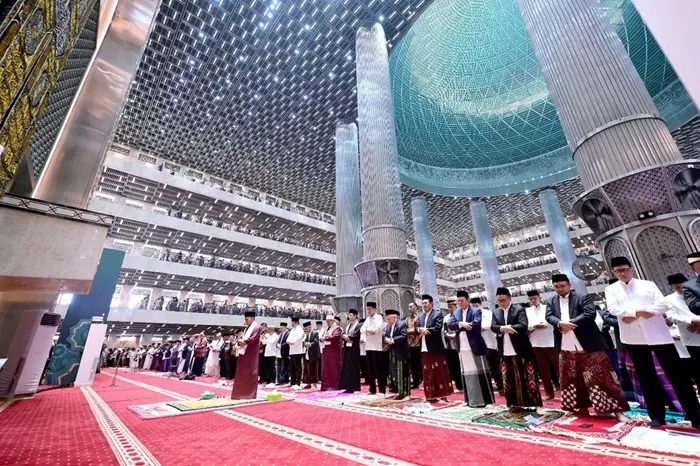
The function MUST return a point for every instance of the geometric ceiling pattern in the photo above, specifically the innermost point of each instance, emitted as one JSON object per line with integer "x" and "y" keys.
{"x": 473, "y": 113}
{"x": 250, "y": 91}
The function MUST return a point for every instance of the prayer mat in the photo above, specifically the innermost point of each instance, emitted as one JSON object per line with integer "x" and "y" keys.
{"x": 460, "y": 414}
{"x": 522, "y": 420}
{"x": 669, "y": 440}
{"x": 596, "y": 430}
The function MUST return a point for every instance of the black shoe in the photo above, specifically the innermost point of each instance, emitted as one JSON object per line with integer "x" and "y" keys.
{"x": 657, "y": 422}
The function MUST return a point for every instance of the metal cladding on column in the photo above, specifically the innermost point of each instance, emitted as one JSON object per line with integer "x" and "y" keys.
{"x": 640, "y": 198}
{"x": 348, "y": 224}
{"x": 559, "y": 233}
{"x": 487, "y": 253}
{"x": 610, "y": 120}
{"x": 424, "y": 247}
{"x": 386, "y": 273}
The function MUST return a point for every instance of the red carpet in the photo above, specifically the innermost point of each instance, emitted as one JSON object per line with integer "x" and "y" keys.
{"x": 203, "y": 438}
{"x": 55, "y": 428}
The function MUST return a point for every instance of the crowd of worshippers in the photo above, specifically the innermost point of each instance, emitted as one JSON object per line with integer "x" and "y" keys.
{"x": 565, "y": 343}
{"x": 244, "y": 267}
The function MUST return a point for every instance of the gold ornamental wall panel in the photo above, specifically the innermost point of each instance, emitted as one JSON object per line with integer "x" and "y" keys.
{"x": 36, "y": 38}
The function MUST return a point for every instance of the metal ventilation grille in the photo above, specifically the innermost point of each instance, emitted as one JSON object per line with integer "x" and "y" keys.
{"x": 62, "y": 94}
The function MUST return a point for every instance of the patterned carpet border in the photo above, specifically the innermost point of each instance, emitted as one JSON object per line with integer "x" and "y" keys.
{"x": 126, "y": 447}
{"x": 650, "y": 458}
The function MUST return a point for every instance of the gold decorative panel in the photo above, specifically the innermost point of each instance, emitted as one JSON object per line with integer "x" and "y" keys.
{"x": 36, "y": 38}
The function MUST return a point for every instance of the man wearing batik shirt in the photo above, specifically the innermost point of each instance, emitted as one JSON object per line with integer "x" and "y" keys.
{"x": 414, "y": 345}
{"x": 587, "y": 376}
{"x": 645, "y": 334}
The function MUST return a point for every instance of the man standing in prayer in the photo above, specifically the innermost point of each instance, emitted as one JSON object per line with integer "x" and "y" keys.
{"x": 544, "y": 342}
{"x": 396, "y": 336}
{"x": 492, "y": 356}
{"x": 313, "y": 354}
{"x": 677, "y": 311}
{"x": 296, "y": 353}
{"x": 451, "y": 346}
{"x": 212, "y": 368}
{"x": 350, "y": 369}
{"x": 474, "y": 367}
{"x": 691, "y": 288}
{"x": 332, "y": 357}
{"x": 283, "y": 355}
{"x": 414, "y": 345}
{"x": 245, "y": 383}
{"x": 587, "y": 376}
{"x": 268, "y": 370}
{"x": 371, "y": 333}
{"x": 509, "y": 323}
{"x": 645, "y": 334}
{"x": 436, "y": 375}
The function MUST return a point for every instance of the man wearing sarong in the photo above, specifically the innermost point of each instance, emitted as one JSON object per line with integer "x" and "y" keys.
{"x": 396, "y": 336}
{"x": 586, "y": 374}
{"x": 520, "y": 383}
{"x": 245, "y": 383}
{"x": 471, "y": 348}
{"x": 436, "y": 375}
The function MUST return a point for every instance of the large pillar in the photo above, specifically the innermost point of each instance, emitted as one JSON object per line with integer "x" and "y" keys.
{"x": 559, "y": 233}
{"x": 348, "y": 221}
{"x": 487, "y": 252}
{"x": 629, "y": 164}
{"x": 424, "y": 247}
{"x": 386, "y": 273}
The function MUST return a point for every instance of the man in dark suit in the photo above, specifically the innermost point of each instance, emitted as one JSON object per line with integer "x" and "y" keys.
{"x": 471, "y": 351}
{"x": 587, "y": 376}
{"x": 520, "y": 381}
{"x": 691, "y": 289}
{"x": 313, "y": 354}
{"x": 396, "y": 336}
{"x": 437, "y": 382}
{"x": 350, "y": 370}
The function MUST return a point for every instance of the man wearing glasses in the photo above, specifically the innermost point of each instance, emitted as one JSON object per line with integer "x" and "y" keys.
{"x": 645, "y": 334}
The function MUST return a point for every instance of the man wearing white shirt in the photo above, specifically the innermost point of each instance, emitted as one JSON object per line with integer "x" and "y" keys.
{"x": 541, "y": 334}
{"x": 492, "y": 355}
{"x": 372, "y": 333}
{"x": 676, "y": 310}
{"x": 296, "y": 353}
{"x": 644, "y": 333}
{"x": 587, "y": 376}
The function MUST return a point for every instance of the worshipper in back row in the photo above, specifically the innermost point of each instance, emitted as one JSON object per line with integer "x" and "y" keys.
{"x": 544, "y": 342}
{"x": 414, "y": 345}
{"x": 267, "y": 372}
{"x": 471, "y": 349}
{"x": 396, "y": 336}
{"x": 677, "y": 312}
{"x": 283, "y": 355}
{"x": 451, "y": 347}
{"x": 312, "y": 354}
{"x": 436, "y": 374}
{"x": 492, "y": 356}
{"x": 371, "y": 333}
{"x": 691, "y": 288}
{"x": 350, "y": 368}
{"x": 509, "y": 323}
{"x": 245, "y": 382}
{"x": 587, "y": 376}
{"x": 212, "y": 368}
{"x": 332, "y": 356}
{"x": 645, "y": 334}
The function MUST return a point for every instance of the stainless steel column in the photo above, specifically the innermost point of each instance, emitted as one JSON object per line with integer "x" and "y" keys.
{"x": 559, "y": 233}
{"x": 424, "y": 247}
{"x": 487, "y": 253}
{"x": 386, "y": 273}
{"x": 348, "y": 221}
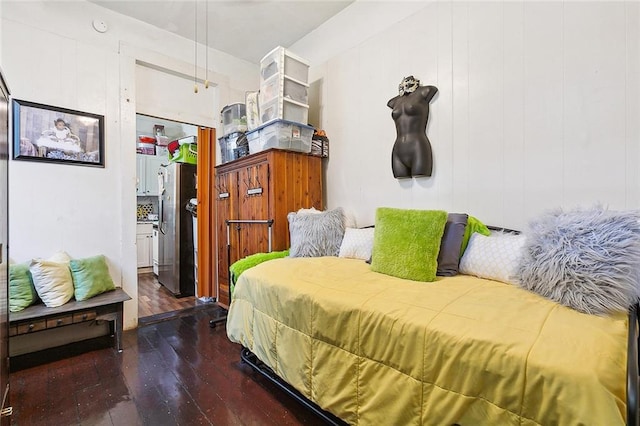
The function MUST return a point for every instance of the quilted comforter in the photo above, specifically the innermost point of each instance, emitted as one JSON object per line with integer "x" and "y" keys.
{"x": 374, "y": 349}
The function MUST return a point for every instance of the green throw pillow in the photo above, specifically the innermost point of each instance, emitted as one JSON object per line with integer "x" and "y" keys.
{"x": 90, "y": 277}
{"x": 406, "y": 242}
{"x": 22, "y": 293}
{"x": 473, "y": 225}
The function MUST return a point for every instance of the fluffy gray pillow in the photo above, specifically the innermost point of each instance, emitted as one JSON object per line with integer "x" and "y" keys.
{"x": 449, "y": 255}
{"x": 588, "y": 260}
{"x": 316, "y": 234}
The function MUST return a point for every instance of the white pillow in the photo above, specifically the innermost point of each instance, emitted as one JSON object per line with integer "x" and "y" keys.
{"x": 494, "y": 257}
{"x": 357, "y": 243}
{"x": 52, "y": 279}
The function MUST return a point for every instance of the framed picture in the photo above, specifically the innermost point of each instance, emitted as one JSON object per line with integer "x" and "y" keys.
{"x": 57, "y": 135}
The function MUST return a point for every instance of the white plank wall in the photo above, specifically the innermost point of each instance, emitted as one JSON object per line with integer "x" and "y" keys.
{"x": 537, "y": 108}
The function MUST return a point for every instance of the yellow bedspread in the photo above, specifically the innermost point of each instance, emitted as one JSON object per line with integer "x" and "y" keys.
{"x": 379, "y": 350}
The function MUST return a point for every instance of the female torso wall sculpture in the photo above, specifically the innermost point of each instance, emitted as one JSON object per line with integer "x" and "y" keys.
{"x": 411, "y": 155}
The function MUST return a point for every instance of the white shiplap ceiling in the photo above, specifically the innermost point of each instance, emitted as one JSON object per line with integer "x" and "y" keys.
{"x": 244, "y": 29}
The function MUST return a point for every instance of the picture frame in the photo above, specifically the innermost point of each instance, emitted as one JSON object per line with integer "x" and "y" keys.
{"x": 52, "y": 134}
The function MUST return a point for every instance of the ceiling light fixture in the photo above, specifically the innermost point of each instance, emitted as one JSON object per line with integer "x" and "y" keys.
{"x": 195, "y": 47}
{"x": 206, "y": 28}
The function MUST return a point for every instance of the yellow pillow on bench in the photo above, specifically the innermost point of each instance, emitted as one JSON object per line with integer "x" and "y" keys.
{"x": 52, "y": 279}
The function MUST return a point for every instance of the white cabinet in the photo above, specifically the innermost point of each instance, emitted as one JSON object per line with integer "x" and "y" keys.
{"x": 154, "y": 256}
{"x": 147, "y": 167}
{"x": 144, "y": 244}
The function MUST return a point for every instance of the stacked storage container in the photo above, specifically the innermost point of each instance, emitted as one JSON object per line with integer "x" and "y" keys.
{"x": 284, "y": 104}
{"x": 284, "y": 87}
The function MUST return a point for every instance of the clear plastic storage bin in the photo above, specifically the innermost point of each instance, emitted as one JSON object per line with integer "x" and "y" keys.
{"x": 284, "y": 109}
{"x": 234, "y": 118}
{"x": 280, "y": 60}
{"x": 281, "y": 134}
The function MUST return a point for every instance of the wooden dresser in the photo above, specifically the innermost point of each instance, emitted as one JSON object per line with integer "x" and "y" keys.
{"x": 261, "y": 187}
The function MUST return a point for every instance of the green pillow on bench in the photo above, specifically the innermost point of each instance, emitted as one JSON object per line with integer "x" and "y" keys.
{"x": 22, "y": 293}
{"x": 90, "y": 277}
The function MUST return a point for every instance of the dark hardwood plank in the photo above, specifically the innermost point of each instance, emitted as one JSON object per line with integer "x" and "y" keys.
{"x": 154, "y": 299}
{"x": 175, "y": 372}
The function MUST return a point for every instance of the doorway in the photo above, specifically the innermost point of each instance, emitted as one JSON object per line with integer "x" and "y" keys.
{"x": 155, "y": 301}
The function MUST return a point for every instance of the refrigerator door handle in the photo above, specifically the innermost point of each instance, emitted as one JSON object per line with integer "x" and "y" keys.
{"x": 161, "y": 215}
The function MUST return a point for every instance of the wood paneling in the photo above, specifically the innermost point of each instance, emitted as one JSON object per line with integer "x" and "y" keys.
{"x": 263, "y": 186}
{"x": 206, "y": 211}
{"x": 537, "y": 108}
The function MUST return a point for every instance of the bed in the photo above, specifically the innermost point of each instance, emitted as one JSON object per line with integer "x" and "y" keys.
{"x": 370, "y": 348}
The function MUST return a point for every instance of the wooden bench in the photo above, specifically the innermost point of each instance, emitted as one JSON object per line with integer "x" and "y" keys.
{"x": 106, "y": 306}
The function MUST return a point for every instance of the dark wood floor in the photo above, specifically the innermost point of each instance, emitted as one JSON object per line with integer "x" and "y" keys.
{"x": 175, "y": 372}
{"x": 154, "y": 299}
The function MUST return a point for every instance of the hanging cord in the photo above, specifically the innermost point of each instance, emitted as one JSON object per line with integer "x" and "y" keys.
{"x": 206, "y": 20}
{"x": 195, "y": 46}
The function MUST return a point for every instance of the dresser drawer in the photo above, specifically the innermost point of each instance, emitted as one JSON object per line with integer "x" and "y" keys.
{"x": 28, "y": 327}
{"x": 60, "y": 321}
{"x": 84, "y": 316}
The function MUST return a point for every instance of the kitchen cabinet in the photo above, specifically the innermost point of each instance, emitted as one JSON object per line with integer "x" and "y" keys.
{"x": 147, "y": 167}
{"x": 261, "y": 187}
{"x": 144, "y": 244}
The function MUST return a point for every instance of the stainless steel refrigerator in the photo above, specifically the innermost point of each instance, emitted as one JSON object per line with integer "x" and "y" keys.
{"x": 175, "y": 237}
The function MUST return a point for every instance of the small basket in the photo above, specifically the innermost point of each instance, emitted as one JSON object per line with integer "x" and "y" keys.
{"x": 187, "y": 153}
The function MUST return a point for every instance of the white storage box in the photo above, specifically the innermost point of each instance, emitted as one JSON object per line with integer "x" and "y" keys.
{"x": 281, "y": 61}
{"x": 253, "y": 114}
{"x": 284, "y": 109}
{"x": 281, "y": 134}
{"x": 281, "y": 86}
{"x": 234, "y": 118}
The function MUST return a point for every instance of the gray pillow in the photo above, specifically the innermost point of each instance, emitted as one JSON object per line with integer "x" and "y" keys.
{"x": 449, "y": 255}
{"x": 588, "y": 260}
{"x": 316, "y": 234}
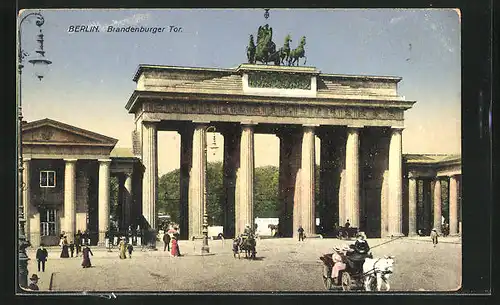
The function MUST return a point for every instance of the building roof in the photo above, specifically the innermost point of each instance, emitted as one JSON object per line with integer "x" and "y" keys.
{"x": 121, "y": 152}
{"x": 432, "y": 158}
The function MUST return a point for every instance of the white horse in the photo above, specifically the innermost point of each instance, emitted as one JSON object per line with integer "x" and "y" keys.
{"x": 378, "y": 269}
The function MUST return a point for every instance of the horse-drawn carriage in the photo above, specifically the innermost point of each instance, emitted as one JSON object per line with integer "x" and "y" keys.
{"x": 347, "y": 232}
{"x": 350, "y": 278}
{"x": 246, "y": 244}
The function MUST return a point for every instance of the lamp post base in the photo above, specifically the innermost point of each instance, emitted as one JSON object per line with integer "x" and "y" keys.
{"x": 205, "y": 248}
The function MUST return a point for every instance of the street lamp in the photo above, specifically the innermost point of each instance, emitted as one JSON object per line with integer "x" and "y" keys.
{"x": 205, "y": 248}
{"x": 42, "y": 62}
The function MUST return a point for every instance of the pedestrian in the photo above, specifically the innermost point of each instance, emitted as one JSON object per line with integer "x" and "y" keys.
{"x": 123, "y": 248}
{"x": 78, "y": 242}
{"x": 177, "y": 236}
{"x": 301, "y": 233}
{"x": 130, "y": 248}
{"x": 86, "y": 252}
{"x": 41, "y": 257}
{"x": 64, "y": 245}
{"x": 175, "y": 247}
{"x": 166, "y": 242}
{"x": 34, "y": 282}
{"x": 339, "y": 264}
{"x": 138, "y": 233}
{"x": 434, "y": 236}
{"x": 71, "y": 248}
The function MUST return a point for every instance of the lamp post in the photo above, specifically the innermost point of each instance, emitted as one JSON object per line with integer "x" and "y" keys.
{"x": 205, "y": 248}
{"x": 39, "y": 61}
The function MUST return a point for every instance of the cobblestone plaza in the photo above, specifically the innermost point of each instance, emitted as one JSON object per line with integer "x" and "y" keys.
{"x": 283, "y": 265}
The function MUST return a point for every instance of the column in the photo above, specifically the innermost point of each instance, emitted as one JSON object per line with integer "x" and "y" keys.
{"x": 459, "y": 188}
{"x": 103, "y": 199}
{"x": 351, "y": 208}
{"x": 395, "y": 204}
{"x": 231, "y": 158}
{"x": 245, "y": 179}
{"x": 412, "y": 203}
{"x": 185, "y": 167}
{"x": 453, "y": 206}
{"x": 32, "y": 231}
{"x": 285, "y": 218}
{"x": 308, "y": 181}
{"x": 128, "y": 199}
{"x": 437, "y": 205}
{"x": 150, "y": 178}
{"x": 70, "y": 198}
{"x": 121, "y": 207}
{"x": 197, "y": 181}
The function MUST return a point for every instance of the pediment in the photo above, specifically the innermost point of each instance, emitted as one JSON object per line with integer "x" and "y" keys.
{"x": 48, "y": 131}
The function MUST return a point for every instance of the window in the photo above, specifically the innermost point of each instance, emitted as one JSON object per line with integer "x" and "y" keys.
{"x": 48, "y": 222}
{"x": 47, "y": 179}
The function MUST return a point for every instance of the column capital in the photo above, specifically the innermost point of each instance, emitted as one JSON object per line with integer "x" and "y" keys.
{"x": 200, "y": 122}
{"x": 151, "y": 121}
{"x": 248, "y": 123}
{"x": 397, "y": 128}
{"x": 412, "y": 175}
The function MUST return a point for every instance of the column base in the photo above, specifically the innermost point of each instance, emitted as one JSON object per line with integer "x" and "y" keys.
{"x": 34, "y": 239}
{"x": 102, "y": 239}
{"x": 391, "y": 235}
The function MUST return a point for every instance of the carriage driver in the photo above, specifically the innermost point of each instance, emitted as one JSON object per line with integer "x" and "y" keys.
{"x": 247, "y": 230}
{"x": 361, "y": 245}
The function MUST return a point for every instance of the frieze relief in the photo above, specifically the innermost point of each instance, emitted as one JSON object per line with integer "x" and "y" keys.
{"x": 301, "y": 111}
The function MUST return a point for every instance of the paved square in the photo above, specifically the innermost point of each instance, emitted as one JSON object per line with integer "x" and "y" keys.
{"x": 281, "y": 265}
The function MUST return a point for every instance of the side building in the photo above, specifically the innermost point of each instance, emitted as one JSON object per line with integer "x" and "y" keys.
{"x": 66, "y": 182}
{"x": 68, "y": 173}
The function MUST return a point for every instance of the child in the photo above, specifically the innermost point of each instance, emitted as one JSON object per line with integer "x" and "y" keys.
{"x": 130, "y": 248}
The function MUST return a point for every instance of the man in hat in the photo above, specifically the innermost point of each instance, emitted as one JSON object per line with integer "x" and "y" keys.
{"x": 434, "y": 236}
{"x": 123, "y": 248}
{"x": 301, "y": 233}
{"x": 34, "y": 282}
{"x": 339, "y": 264}
{"x": 41, "y": 257}
{"x": 166, "y": 241}
{"x": 361, "y": 245}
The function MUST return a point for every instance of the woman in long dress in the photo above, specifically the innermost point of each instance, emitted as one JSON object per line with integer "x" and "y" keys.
{"x": 86, "y": 252}
{"x": 64, "y": 245}
{"x": 123, "y": 248}
{"x": 175, "y": 247}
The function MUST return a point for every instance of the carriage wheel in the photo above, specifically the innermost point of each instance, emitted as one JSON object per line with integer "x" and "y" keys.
{"x": 346, "y": 281}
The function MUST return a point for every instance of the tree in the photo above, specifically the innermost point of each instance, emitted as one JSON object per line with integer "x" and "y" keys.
{"x": 168, "y": 195}
{"x": 266, "y": 200}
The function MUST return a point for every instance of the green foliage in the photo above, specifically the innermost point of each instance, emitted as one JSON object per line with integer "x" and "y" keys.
{"x": 266, "y": 193}
{"x": 266, "y": 200}
{"x": 113, "y": 197}
{"x": 169, "y": 195}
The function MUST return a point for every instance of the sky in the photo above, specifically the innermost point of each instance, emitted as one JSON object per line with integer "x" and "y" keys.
{"x": 90, "y": 78}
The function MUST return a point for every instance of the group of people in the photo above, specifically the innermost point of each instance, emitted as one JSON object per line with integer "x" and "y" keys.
{"x": 171, "y": 242}
{"x": 67, "y": 248}
{"x": 355, "y": 252}
{"x": 125, "y": 247}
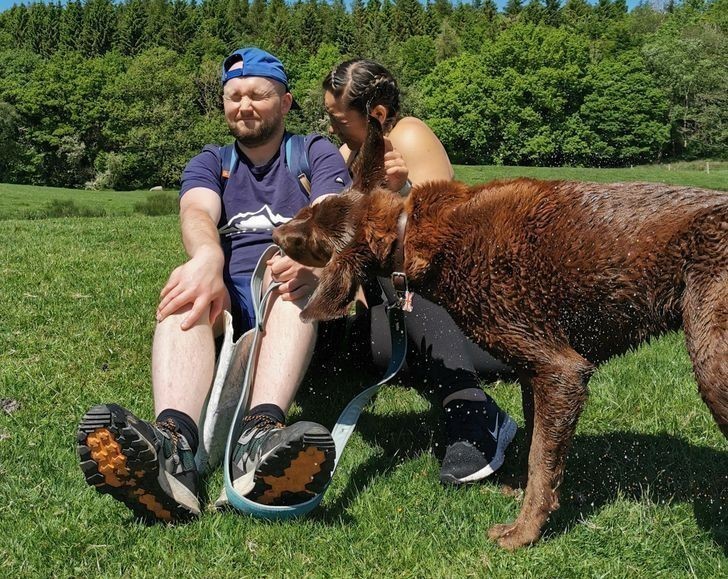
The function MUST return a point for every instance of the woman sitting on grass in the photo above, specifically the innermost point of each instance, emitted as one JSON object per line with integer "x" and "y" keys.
{"x": 442, "y": 360}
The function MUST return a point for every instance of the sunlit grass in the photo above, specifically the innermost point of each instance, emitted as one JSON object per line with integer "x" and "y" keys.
{"x": 646, "y": 490}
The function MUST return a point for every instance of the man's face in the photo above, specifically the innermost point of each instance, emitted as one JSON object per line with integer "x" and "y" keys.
{"x": 255, "y": 108}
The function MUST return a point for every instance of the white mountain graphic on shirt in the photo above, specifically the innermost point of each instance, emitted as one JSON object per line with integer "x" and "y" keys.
{"x": 262, "y": 220}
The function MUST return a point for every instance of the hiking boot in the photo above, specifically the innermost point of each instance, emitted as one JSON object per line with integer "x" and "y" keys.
{"x": 275, "y": 464}
{"x": 478, "y": 434}
{"x": 148, "y": 467}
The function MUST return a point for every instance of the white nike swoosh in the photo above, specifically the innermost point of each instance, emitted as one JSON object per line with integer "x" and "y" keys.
{"x": 494, "y": 432}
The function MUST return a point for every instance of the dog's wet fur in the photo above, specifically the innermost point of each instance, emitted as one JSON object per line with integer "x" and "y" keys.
{"x": 552, "y": 277}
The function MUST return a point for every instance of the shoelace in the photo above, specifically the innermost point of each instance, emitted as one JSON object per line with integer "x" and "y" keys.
{"x": 169, "y": 427}
{"x": 262, "y": 422}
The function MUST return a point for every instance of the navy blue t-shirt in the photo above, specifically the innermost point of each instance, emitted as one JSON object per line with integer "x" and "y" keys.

WHAT YOU ARE ASKED TO DO:
Give the lines exactly as they stand, from the line with "the white nike" through the end of the material.

SOLUTION FOR THIS PROBLEM:
The function MUST return a point for every instance of the white nike swoosh in the photo above, specifically the innermost point of each instance, emitted as one JSON object per line with integer "x" and "y" keys.
{"x": 494, "y": 432}
The function MUST return a point for every instance of the dog's wet fur in the photo above, specifically the innermost point of each instance, emitted as one JSON object per line with integer "x" and "y" keys.
{"x": 552, "y": 277}
The function MUST return a point for every instance of the shoelace in the photo above, specifically the innermost point of each instance, emitted as one JSON object per line with integer "x" and "y" keys.
{"x": 169, "y": 427}
{"x": 262, "y": 422}
The function MUST return a point for every instance of the navy blue t-shirt in the photo above, specifically the innermost point of each instance, emitted as one JSON object per line with integer "x" and "y" keys.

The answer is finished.